> [Data in this exercise]
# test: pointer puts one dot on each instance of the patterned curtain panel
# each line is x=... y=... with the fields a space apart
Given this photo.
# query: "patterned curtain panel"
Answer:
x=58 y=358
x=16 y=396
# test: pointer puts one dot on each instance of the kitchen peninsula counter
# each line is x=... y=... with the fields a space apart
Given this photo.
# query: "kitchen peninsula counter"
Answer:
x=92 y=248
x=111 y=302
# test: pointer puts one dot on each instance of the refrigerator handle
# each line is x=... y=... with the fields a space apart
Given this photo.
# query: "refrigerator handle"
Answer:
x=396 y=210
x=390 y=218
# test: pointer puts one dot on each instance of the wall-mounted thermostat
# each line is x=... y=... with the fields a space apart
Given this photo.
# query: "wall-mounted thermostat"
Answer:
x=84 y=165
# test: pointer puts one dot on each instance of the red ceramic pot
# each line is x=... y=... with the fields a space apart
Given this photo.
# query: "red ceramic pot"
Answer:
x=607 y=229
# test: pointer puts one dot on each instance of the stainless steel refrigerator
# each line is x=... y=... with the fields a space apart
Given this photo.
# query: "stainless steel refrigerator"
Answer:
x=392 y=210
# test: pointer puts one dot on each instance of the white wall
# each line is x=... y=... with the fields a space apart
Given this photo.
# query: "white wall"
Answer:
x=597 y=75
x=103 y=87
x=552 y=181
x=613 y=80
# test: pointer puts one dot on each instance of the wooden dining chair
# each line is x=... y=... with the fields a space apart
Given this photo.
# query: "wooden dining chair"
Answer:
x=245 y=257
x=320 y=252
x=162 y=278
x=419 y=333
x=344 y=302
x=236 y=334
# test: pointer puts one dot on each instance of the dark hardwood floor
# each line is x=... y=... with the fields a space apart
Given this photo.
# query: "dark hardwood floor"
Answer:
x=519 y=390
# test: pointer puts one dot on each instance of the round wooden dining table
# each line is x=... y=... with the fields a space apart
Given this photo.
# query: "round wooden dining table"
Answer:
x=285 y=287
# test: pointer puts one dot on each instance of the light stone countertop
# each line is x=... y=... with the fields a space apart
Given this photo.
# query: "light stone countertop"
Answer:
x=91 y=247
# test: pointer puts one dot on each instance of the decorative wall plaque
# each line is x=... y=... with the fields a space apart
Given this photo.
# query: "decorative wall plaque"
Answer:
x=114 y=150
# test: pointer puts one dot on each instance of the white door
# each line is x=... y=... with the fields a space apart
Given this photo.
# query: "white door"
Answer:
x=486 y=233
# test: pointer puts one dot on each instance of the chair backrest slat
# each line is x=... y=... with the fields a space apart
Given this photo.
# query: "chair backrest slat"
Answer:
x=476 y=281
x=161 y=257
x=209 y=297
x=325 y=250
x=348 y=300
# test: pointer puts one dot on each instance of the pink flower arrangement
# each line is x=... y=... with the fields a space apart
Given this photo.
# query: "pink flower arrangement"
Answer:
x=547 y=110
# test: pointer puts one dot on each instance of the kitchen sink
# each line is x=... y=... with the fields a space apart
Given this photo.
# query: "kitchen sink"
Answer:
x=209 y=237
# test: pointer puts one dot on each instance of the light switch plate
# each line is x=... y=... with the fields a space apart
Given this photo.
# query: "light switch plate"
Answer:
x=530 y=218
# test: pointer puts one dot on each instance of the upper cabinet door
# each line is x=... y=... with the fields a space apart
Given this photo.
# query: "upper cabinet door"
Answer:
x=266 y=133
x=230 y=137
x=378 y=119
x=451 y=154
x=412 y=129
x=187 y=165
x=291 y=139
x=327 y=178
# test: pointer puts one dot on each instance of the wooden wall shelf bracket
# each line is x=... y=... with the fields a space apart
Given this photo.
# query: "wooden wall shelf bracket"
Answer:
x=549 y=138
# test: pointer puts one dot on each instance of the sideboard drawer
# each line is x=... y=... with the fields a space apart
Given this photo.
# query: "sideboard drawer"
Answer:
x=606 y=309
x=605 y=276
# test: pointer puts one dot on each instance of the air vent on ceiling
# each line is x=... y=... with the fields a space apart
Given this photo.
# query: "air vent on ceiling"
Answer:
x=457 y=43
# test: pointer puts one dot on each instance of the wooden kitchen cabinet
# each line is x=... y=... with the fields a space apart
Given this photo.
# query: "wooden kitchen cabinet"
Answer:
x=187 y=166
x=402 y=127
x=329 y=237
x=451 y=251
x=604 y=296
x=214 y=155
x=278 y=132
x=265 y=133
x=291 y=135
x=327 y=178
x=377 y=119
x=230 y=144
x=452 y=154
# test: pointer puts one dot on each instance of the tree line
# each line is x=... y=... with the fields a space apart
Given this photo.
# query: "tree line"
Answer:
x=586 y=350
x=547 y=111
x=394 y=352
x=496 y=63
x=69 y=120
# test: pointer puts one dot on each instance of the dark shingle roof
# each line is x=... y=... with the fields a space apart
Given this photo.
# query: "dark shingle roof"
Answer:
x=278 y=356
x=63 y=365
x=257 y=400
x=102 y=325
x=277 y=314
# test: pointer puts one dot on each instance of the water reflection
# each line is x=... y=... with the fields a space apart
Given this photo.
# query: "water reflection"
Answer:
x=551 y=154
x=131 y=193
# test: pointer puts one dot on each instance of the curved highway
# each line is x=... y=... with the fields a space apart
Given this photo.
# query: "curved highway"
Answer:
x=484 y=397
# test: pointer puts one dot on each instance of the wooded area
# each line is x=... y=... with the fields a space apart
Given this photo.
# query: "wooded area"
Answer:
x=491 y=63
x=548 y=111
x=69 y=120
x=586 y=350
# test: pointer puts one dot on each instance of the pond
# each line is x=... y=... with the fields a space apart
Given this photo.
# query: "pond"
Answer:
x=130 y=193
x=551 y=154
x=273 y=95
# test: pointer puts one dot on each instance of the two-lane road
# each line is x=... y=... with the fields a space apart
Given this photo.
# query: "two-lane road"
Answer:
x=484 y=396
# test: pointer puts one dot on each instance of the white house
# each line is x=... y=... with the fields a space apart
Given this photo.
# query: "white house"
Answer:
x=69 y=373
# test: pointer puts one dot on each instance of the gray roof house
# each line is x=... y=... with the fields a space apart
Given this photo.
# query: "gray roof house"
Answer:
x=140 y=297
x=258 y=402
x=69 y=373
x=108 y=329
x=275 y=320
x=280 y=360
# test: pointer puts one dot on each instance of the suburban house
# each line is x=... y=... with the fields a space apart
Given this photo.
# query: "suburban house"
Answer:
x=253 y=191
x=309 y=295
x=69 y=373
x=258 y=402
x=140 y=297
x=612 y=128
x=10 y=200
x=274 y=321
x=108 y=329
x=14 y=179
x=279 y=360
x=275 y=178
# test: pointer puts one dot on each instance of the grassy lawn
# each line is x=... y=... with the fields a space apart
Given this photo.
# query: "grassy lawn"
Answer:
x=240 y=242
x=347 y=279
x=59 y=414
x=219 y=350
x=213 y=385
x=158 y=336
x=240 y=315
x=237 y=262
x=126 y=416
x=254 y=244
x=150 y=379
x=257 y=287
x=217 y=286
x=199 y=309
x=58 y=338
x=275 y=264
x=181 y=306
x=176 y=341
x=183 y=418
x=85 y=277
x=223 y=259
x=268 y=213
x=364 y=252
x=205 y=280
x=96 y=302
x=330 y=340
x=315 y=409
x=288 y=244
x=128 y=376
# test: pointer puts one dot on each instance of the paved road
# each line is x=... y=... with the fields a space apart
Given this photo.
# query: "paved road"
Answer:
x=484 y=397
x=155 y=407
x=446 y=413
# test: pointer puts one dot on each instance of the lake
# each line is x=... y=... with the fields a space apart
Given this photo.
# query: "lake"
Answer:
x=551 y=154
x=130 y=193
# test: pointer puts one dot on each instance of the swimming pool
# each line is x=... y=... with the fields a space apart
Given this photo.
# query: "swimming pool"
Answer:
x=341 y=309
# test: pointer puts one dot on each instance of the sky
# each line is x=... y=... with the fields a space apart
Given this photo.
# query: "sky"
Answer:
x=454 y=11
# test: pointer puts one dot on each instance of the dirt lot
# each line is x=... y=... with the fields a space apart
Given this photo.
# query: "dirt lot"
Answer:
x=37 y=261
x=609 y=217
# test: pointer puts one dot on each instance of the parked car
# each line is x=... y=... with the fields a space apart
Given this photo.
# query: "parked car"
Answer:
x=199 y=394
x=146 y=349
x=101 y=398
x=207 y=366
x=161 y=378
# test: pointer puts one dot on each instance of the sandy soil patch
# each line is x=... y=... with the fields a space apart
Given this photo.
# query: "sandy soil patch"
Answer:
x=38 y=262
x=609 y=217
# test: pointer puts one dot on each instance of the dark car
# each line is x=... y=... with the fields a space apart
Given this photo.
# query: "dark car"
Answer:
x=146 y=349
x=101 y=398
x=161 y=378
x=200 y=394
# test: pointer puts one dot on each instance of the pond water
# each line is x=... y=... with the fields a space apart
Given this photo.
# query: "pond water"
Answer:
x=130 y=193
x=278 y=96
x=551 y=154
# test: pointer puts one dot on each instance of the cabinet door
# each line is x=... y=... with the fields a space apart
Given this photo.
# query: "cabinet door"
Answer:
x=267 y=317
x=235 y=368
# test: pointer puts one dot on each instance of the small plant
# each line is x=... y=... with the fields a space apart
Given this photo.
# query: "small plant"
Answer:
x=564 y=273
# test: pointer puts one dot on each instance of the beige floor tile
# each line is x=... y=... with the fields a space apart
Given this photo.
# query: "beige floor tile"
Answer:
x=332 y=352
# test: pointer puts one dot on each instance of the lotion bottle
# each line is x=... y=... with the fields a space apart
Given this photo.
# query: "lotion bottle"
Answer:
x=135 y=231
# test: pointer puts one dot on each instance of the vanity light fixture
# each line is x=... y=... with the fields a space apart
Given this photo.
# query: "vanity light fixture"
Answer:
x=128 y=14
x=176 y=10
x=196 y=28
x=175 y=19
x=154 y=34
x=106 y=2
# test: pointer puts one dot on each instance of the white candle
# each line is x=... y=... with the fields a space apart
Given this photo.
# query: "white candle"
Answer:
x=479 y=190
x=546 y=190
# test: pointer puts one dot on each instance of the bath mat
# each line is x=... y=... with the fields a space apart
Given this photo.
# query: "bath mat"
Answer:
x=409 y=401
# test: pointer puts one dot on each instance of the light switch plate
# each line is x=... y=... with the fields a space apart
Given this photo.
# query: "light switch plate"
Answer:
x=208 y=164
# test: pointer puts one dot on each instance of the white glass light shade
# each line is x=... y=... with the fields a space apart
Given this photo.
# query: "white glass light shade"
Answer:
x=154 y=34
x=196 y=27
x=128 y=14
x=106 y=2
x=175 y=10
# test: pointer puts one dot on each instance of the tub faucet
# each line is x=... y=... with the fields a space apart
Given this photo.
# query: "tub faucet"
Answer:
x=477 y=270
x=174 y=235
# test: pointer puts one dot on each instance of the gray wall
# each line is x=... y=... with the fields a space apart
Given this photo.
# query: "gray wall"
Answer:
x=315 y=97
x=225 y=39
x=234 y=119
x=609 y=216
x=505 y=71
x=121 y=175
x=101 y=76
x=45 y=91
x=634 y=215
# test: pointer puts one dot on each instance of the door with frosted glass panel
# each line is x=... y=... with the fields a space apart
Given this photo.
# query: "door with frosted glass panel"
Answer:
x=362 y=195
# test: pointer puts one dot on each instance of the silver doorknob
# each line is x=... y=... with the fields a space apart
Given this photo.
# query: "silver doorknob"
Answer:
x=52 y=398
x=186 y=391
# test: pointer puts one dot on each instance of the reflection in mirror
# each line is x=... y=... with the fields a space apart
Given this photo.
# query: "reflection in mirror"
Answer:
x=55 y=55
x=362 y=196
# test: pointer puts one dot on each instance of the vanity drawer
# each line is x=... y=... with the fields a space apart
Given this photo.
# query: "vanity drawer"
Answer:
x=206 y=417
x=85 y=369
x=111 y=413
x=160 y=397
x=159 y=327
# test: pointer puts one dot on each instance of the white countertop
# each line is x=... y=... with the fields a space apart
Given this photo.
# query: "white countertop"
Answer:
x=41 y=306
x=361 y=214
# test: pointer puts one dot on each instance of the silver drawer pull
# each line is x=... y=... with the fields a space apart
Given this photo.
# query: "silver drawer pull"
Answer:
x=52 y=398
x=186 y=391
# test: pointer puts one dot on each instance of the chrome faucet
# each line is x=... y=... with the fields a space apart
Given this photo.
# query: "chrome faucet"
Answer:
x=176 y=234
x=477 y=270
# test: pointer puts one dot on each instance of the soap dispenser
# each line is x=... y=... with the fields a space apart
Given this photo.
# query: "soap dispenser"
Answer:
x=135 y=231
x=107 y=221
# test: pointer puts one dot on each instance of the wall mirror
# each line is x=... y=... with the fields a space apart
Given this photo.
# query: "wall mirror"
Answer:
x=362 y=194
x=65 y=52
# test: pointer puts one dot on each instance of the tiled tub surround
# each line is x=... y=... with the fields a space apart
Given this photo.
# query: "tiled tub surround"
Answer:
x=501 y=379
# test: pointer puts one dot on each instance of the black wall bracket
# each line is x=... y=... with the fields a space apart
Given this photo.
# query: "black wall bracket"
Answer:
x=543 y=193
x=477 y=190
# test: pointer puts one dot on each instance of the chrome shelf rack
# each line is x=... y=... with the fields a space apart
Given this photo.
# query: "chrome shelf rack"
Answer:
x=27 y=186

> [Task objective]
Read through the entries and copy every line that includes "sandy".

> [Task response]
# test: pointer puts one dot on each instance of the sandy soil patch
# query: "sandy soil patch"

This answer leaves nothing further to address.